Excerpted records Start Marker
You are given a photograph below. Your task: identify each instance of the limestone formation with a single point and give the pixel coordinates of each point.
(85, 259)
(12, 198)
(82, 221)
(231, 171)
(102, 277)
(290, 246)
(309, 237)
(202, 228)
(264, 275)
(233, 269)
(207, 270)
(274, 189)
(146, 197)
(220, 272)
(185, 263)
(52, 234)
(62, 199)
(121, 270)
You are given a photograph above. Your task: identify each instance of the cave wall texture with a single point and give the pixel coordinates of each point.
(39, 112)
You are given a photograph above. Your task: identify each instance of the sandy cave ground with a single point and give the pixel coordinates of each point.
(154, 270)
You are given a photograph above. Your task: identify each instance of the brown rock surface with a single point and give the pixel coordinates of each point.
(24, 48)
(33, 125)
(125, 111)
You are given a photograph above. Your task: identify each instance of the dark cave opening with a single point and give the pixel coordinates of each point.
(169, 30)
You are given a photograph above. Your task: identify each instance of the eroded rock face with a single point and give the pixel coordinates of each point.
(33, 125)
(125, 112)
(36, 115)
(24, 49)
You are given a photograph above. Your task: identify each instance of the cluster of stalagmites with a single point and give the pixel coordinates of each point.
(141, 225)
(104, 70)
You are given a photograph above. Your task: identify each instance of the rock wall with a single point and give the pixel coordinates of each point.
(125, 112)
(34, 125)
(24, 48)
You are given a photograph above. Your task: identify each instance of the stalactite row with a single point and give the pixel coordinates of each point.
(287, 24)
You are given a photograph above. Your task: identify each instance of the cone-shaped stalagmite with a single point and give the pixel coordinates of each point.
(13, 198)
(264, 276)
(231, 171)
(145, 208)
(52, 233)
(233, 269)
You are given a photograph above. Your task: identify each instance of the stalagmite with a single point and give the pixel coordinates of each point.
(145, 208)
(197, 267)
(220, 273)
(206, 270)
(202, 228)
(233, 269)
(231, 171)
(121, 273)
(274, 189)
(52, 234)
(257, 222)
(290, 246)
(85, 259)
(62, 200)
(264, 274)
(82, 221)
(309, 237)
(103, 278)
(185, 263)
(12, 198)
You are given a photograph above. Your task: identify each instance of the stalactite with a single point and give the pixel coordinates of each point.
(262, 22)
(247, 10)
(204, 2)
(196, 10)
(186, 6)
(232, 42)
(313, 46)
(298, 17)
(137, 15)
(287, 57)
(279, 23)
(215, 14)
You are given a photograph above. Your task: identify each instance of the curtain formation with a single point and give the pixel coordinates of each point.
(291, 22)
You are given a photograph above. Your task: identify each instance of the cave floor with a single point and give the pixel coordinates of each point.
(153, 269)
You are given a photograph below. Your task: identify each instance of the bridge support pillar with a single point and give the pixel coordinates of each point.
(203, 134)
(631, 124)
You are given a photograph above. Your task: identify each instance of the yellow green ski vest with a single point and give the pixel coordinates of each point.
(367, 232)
Excerpted records End Marker
> Action item
Every record must be returned exactly.

> Answer box
You are given a photograph below. Your task: identify each instance of the limestone formation with a single point and give the pixel coordinates of each point.
(85, 259)
(12, 198)
(82, 221)
(231, 171)
(102, 277)
(290, 246)
(309, 237)
(202, 228)
(264, 275)
(233, 269)
(207, 270)
(274, 189)
(146, 197)
(220, 272)
(185, 263)
(52, 234)
(62, 199)
(121, 270)
You are given a photograph above. Your task: identify each instance of the cave wall texture with a single point and give the pixel coordinates of each point.
(39, 112)
You are given a photograph above. Your task: identify each instance of the sandy cave ground with a single point and give the pixel coordinates of each point.
(154, 270)
You are given a photograph above. Your task: identify each instance of the brown rock surface with a single point and give the pixel coordinates of each point.
(24, 48)
(33, 125)
(125, 111)
You are given a photograph above. Your task: identify each instance of the dark cave opening with a single point and give the pixel coordinates of each point.
(169, 30)
You are given a photograph above. Your task: identify each instance of the eroded rock face with a single point and give the pixel coordinates of each point.
(33, 125)
(125, 112)
(36, 115)
(24, 49)
You are given a photograph above. Your task: identify each instance of the cluster of stalagmites with a single point and give the pixel coordinates of each point.
(141, 225)
(104, 70)
You are given a photograph above. Your task: identify each instance of the rock wall with a single point and give the pixel coordinates of each point.
(125, 112)
(34, 125)
(24, 48)
You are given a photograph above. Your task: identify each instance of the stalactite row with a single point and give the pixel coordinates of each point.
(287, 24)
You are given a photograph above. Your task: identify each instance of the cone-shaped stalagmite with a single point and give the pixel coordinates of each point.
(13, 198)
(264, 276)
(231, 171)
(145, 208)
(52, 233)
(233, 269)
You are given a photograph above. Your task: identify each instance of the stalagmite with a single point and give the pixel coordinates of each point.
(145, 208)
(197, 267)
(220, 273)
(206, 270)
(202, 228)
(233, 269)
(231, 171)
(121, 273)
(274, 189)
(52, 234)
(257, 222)
(290, 246)
(85, 259)
(62, 200)
(264, 274)
(82, 221)
(309, 237)
(103, 278)
(185, 263)
(12, 198)
You are given a photograph above. Your task: identify each instance of the stalactite with a single point and give the pixel coordinates of each point.
(262, 22)
(247, 10)
(204, 2)
(196, 10)
(186, 6)
(232, 42)
(313, 46)
(298, 17)
(137, 15)
(287, 57)
(279, 23)
(215, 14)
You are given a photograph above. Your task: identify each instance of the curtain formation with a single point and give the pixel coordinates of each point.
(291, 22)
You are given a photograph above. Your task: identify each instance of the cave floor with a single point and give the pixel coordinates of each point.
(153, 269)
You are given a photograph below. Your task: identify each instance of the bridge support pillar with a single point and give the pixel coordinates of each point.
(203, 134)
(631, 124)
You are given a photograph above. Your task: identify each instance of the yellow green ski vest with a single point and give the pixel coordinates of each point.
(367, 232)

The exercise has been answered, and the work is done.